» **DIRECTIONS FOR THIS TASK**:
Return the listing below unchanged, except that the pictures are dropped.
========
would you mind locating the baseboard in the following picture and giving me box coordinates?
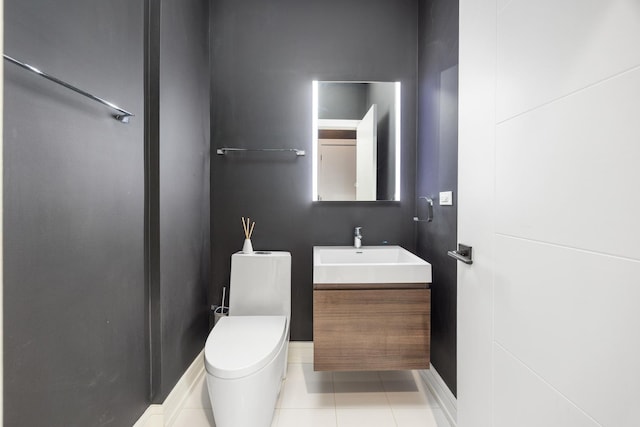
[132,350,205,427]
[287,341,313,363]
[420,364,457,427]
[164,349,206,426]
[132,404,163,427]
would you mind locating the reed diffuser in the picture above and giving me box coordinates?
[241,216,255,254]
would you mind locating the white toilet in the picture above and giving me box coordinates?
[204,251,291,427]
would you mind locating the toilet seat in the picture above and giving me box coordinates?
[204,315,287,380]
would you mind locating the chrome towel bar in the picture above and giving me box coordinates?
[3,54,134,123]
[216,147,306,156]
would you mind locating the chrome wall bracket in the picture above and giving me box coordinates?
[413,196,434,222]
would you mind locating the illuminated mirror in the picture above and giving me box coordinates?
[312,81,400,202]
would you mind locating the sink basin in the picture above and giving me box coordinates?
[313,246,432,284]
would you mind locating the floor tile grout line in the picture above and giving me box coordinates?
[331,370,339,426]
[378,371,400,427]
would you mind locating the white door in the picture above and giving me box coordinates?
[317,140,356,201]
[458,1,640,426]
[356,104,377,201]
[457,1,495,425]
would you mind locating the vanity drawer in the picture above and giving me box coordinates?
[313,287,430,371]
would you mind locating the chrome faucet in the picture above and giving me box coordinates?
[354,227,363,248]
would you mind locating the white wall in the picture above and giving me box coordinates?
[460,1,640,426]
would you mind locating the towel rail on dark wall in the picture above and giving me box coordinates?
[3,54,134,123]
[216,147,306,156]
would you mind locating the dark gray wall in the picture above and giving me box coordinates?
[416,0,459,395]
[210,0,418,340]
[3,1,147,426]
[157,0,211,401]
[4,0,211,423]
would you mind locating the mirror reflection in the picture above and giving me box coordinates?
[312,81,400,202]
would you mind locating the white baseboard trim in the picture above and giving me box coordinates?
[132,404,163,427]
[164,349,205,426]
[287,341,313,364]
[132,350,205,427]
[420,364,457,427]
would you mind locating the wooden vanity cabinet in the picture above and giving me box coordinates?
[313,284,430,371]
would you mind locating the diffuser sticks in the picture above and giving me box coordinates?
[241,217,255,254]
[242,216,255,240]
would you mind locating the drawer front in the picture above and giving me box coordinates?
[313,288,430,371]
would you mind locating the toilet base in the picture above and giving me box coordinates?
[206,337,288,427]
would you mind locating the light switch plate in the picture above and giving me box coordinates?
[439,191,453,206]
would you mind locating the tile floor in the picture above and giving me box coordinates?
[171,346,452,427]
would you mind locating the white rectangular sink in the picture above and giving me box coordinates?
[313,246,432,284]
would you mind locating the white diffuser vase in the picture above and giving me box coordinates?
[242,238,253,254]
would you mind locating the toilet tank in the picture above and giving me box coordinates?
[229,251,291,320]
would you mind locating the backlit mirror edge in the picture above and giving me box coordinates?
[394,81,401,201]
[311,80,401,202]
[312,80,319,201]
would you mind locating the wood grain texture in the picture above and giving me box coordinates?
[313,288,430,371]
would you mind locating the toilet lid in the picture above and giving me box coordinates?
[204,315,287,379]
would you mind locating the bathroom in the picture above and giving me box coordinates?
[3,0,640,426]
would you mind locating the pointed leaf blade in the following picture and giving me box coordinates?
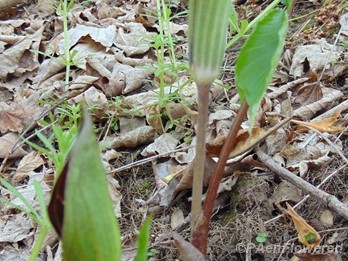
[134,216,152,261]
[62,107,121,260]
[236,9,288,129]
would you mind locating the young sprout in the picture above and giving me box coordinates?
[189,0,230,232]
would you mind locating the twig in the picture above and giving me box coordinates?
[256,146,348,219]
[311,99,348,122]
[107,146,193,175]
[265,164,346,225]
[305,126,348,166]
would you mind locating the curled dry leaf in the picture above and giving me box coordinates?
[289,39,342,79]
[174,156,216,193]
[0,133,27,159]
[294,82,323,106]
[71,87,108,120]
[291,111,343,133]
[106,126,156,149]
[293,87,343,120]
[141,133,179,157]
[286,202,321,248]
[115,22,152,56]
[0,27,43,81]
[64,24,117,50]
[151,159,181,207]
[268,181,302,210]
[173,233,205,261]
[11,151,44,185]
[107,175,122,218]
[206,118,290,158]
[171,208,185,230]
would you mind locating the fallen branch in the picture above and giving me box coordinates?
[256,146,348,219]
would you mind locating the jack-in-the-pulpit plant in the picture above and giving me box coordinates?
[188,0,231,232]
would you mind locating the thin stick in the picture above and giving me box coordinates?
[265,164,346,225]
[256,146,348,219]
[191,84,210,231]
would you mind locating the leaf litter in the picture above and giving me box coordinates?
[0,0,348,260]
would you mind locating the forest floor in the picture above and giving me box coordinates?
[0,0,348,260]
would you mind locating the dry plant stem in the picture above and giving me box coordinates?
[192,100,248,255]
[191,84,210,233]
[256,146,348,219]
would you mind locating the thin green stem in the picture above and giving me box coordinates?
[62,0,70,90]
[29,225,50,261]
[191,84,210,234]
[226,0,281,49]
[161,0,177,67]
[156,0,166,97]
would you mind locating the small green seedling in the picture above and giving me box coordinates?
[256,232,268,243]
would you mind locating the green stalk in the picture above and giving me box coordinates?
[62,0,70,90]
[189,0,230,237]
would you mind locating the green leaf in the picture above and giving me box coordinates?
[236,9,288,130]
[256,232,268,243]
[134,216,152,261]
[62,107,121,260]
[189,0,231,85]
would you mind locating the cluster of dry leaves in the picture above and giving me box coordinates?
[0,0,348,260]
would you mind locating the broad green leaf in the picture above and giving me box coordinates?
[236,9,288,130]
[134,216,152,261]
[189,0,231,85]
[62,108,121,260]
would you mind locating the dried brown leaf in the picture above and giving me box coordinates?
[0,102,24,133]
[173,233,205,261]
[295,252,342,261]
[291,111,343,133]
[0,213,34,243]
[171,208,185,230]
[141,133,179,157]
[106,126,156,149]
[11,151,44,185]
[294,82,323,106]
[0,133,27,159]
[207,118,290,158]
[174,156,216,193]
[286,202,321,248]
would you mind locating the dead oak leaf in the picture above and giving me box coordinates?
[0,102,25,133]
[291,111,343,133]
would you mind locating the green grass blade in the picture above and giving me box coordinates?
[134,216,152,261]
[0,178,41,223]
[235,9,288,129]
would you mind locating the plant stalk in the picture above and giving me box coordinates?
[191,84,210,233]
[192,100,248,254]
========
» **SOLUTION TO THIS PROBLEM**:
would you mind locating the baseboard in the following picture and giving me box coordinates?
[132,350,205,427]
[287,341,313,363]
[420,364,457,427]
[164,349,206,426]
[132,404,163,427]
would you mind locating the reed diffuser in the picture above and giving me box coordinates?
[241,216,255,254]
would you mind locating the white toilet in the picture above and giving me box coordinates?
[204,251,291,427]
would you mind locating the toilet seat in the picture above and giving me box coordinates?
[204,315,287,380]
would you mind locating the chrome towel bar in the picture above and giving me box coordinates?
[3,54,134,123]
[216,147,306,156]
would you mind locating the chrome wall bracket in the picture above and giving me box coordinates?
[413,196,434,222]
would you mind locating the illuminated mirror in the picture above and giving me box coordinates?
[312,81,400,202]
would you mind locating the sink basin in the picture above and giving me box coordinates?
[313,246,432,284]
would you mind locating the floor tile grout line in the picture above and giving me box coordinates?
[331,370,339,426]
[378,371,400,427]
would you mind locating the white door in the picture above and giving me box coordinates?
[317,140,356,201]
[458,1,640,426]
[356,104,377,201]
[457,1,495,425]
would you mind locating the vanity drawer in the picture above and giving me box coordinates?
[313,287,430,371]
would you mind locating the chrome faucet in the picture above and giving me box coordinates?
[354,227,363,248]
would you mind locating the white wall in the picture above and giving me box coordinates?
[460,1,640,426]
would you mind locating the towel rail on dark wall in the picture above and giving me box coordinates?
[3,54,134,123]
[216,147,306,156]
would you mind locating the dark gray wall in the picture above and giving me box coordinates?
[416,0,459,395]
[210,0,418,340]
[3,1,147,426]
[157,0,211,401]
[4,0,211,423]
would you mind locating the mirror reflection in the picture above and giving me box coordinates?
[312,81,400,202]
would you mind locating the white baseboard trim in the picture above and giving me box coordinates?
[132,404,163,427]
[164,349,205,426]
[287,341,313,364]
[132,350,205,427]
[420,364,457,427]
would you mind locating the wooden vanity cabinet in the picture above and giving me box coordinates?
[313,284,430,371]
would you mind locating the diffuser sticks in the picture above and giving me box coordinates?
[241,217,255,254]
[242,216,255,240]
would you mind locating the drawer front in the picture above and giving me box coordinates?
[313,288,430,371]
would you mind locating the toilet base in the picture above and giving me box coordinates?
[206,337,288,427]
would you mind locating the light switch plate in the picture above and giving me box coordinates?
[439,191,453,206]
would you mind locating the tile floor in the picture above and giving me box coordinates?
[171,346,452,427]
would you mind locating the white rectangular sink in the picture above and giving me box coordinates?
[313,246,432,284]
would you mind locating the white diffuser vase in the picture above and giving me box coordinates?
[242,238,253,254]
would you mind locating the toilet tank in the picture above and giving me box coordinates?
[229,251,291,320]
would you mind locating the backlit mirror edge in the picture above and giving me box coordinates?
[394,81,401,201]
[311,80,401,202]
[312,80,319,201]
would you mind locating the wood grain texture in the picture above and giving me box coordinates?
[313,288,430,371]
would you mind locating the toilet lid in the picture above and giving me box coordinates?
[204,315,287,379]
would you mind locating the bathroom in the picture above and giving me box coordinates?
[3,0,640,426]
would you mind locating the pointed leaf blade in the following picture and giving me box coordinates?
[134,216,152,261]
[62,107,121,260]
[236,9,288,129]
would you mind locating the young sprout in the picture above and giving me box coordinates?
[189,0,230,232]
would you mind locating the twig in the picture above and giving me box coordinates?
[256,146,348,219]
[311,99,348,122]
[107,146,193,175]
[265,164,346,225]
[305,126,348,166]
would you mind locating the curled dry leaf in the picture above and giving me box coordinates?
[289,39,342,79]
[174,156,216,193]
[0,133,27,159]
[294,82,323,106]
[71,87,108,120]
[291,111,343,133]
[106,126,156,149]
[293,87,343,120]
[141,133,179,157]
[286,202,321,248]
[115,22,152,56]
[0,27,43,81]
[64,24,117,50]
[151,159,181,207]
[268,181,302,210]
[173,233,205,261]
[11,151,44,185]
[107,175,122,218]
[206,118,290,158]
[171,208,185,230]
would you mind locating the fallen branch in the picture above and giving me box coordinates?
[256,146,348,219]
would you mind locating the jack-in-the-pulpit plant in the picture above and giving me box coordinates?
[188,0,231,232]
would you mind locating the thin stick in the picture above and giving me box coordinates?
[265,164,346,225]
[256,146,348,219]
[191,84,210,231]
would you mind locating the leaf litter in the picture above and giving me box coordinates?
[0,0,348,260]
would you mind locating the forest floor in the picture above and giving me box coordinates?
[0,0,348,260]
would you mind locating the dry plant stem in the picture above and giving me box coordinates?
[192,100,248,255]
[191,84,210,233]
[256,146,348,219]
would you mind locating the thin green stem in the picture above and giving me box coordinates?
[62,0,70,90]
[29,225,50,261]
[191,84,210,234]
[226,0,281,49]
[161,0,177,67]
[156,0,166,97]
would you mind locating the small green seedling in the picture above and giving me box coordinates?
[256,232,268,243]
would you mind locating the green stalk in the picture above and giving me box coordinates?
[62,0,70,90]
[189,0,230,237]
would you mind locating the green leaf in the picture above and giving me box coordinates?
[236,9,288,130]
[256,232,268,243]
[134,216,152,261]
[62,107,121,260]
[189,0,231,85]
would you mind locating the cluster of dry leaves in the picture above and giving me box coordinates?
[0,0,348,260]
would you mind locating the broad green leaf in the picture above and giving me box coordinates?
[236,9,288,130]
[134,216,152,261]
[189,0,231,85]
[62,108,121,260]
would you mind locating the dried brown leaf in the picture above and giving me box coordinates?
[0,102,24,133]
[173,233,205,261]
[295,252,342,261]
[291,111,343,133]
[0,213,34,243]
[171,208,185,230]
[141,133,179,157]
[106,126,156,149]
[11,151,44,185]
[294,82,323,106]
[0,133,27,159]
[207,118,290,158]
[174,156,216,193]
[286,202,321,248]
would you mind locating the dead oak leaf in the picture above and giving me box coordinates?
[0,102,25,133]
[291,111,343,133]
would you mind locating the green grass blade in the picture above and giving me box coordinates?
[134,216,152,261]
[0,178,41,223]
[235,9,288,129]
would you mind locating the plant stalk in the picture above and giving me box coordinates?
[191,84,210,233]
[192,100,248,254]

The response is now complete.